Extract to read =>
|---|

• clive-varejes

    Member
    December 7, 2021 at 9:30 am

    Yes, I accepted the diagnosis after a bit of shouting, screaming, laughing, running,.kicking………………

    I did realize, that no matter how much I railed against the situation, it was not going to change, so acceptance seemed/was the only option.

    As Michael Fox stated:   “Acceptance does not mean resignation. It means understanding that something is what it is and there’s got to be a way through it.”

    Of course I did, as do almost all, shout ‘But Why Me??????’    Then I realized, ‘but why not me?

    So yea, I have accepted the situation.

     

    Clive

  • alan-m

    Member
    December 8, 2021 at 3:11 pm

    Great response, Clive!

    Amazingly, I was too stunned (in shock) to dispute or deny the diagnosis by my brilliant neurologist. In fact, my spouse doubted his prowess and wisdom more than I did in the beginning.

    Settling for it seemed inevitable, to my way of thinking. I hope some day some bright sparks come up with a “miracle cure”. MJFF is a global leader in this arena I reckon. But I won’t be surprised if this doesn’t come along much after I’m gone (in 15-18 years or so).

    The Why question seemed futile — I tell this to most of my clients. I had to adhere to my own advice this time. The What and How questions yield more fecund fruit, most likely.

    Alan

  • lee-ritsick

    Member
    December 9, 2021 at 2:50 pm

    Well, for me, there’s intellectual acceptance and there’s emotional acceptance.

    Intellectually I know that there are wonderful meds to keep symptoms in check and my fear of being totally dependent and debilitated may never occur.

    Emotionally, however, I find it hard to accept the potential that ‘may’ await.  I think about it a lot.  I often wonder why be told about this disease until it interferes with one’s life?

    I sincerely hope I can gain total acceptance and continue to live and enjoy the present.

    I was diagnosed a year and a half ago and my only obvious symptoms are hand and leg tremors.

  • garry-maxfield

    Member
    December 9, 2021 at 5:22 pm

    Well I thought I might have had a different ailment, then I was diagnosed …

    Took about 10 seconds to accept the fact

    Oh well;

    I have Parkinsons;

    Now what?;

    Acceptance is half the cure;

    Take your medicine, do your exercises, NEVER give up on life;

    Besides, maybe I can be a role model for someone else who is suffering…..

  • marlyne-wilder

    Member
    December 9, 2021 at 10:58 pm

    I believe I have Parkinson’s.  I know that my future is now uncontrollable. I am not at peace with my circumstances.

|---|

Data extracts =>
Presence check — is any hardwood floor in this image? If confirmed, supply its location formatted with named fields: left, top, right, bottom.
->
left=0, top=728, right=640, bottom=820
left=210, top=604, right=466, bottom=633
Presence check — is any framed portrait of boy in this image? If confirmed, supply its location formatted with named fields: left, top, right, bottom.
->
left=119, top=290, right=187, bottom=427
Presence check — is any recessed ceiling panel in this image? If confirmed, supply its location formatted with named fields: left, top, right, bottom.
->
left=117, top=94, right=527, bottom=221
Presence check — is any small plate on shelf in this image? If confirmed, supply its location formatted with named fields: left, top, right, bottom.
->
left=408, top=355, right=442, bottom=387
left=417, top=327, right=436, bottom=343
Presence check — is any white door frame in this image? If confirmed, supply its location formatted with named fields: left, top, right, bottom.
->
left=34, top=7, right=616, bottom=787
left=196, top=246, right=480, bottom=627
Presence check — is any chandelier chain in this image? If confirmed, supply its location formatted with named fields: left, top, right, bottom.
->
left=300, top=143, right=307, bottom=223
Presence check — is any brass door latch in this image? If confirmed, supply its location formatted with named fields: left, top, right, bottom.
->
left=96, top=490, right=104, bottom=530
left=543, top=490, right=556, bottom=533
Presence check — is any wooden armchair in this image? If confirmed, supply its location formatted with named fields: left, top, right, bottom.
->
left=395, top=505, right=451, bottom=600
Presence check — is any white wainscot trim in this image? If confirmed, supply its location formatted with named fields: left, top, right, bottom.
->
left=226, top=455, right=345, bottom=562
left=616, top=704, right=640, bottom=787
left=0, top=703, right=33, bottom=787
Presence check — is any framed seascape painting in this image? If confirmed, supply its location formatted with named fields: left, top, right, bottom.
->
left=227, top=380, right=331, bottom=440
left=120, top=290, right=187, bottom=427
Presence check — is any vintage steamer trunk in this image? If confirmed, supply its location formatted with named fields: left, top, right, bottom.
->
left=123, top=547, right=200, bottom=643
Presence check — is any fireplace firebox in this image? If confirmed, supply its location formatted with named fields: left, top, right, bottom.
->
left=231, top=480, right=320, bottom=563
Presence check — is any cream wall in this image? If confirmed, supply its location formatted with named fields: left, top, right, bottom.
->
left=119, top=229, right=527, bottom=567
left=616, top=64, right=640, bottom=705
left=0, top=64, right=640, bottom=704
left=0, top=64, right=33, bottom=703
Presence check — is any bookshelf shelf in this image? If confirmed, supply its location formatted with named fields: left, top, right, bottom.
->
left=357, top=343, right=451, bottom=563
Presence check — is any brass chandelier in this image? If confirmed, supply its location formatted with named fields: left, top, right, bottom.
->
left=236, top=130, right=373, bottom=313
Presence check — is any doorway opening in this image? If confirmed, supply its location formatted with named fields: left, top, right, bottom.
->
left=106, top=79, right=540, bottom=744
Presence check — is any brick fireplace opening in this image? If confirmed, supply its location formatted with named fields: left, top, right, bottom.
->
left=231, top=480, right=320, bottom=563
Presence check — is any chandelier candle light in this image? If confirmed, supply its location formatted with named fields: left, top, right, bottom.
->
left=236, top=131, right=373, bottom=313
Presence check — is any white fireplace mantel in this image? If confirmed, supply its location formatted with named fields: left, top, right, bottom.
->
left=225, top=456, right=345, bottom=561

|---|

Problem requirements => Transcribe part of the forum thread on accepting a Parkinson's diagnosis, beginning at the words "Settling for it" and stopping after "may never occur.".

Output of the task =>
Settling for it seemed inevitable, to my way of thinking. I hope some day some bright sparks come up with a “miracle cure”. MJFF is a global leader in this arena I reckon. But I won’t be surprised if this doesn’t come along much after I’m gone (in 15-18 years or so).

    The Why question seemed futile — I tell this to most of my clients. I had to adhere to my own advice this time. The What and How questions yield more fecund fruit, most likely.

    Alan

  • lee-ritsick

    Member
    December 9, 2021 at 2:50 pm

    Well, for me, there’s intellectual acceptance and there’s emotional acceptance.

    Intellectually I know that there are wonderful meds to keep symptoms in check and my fear of being totally dependent and debilitated may never occur.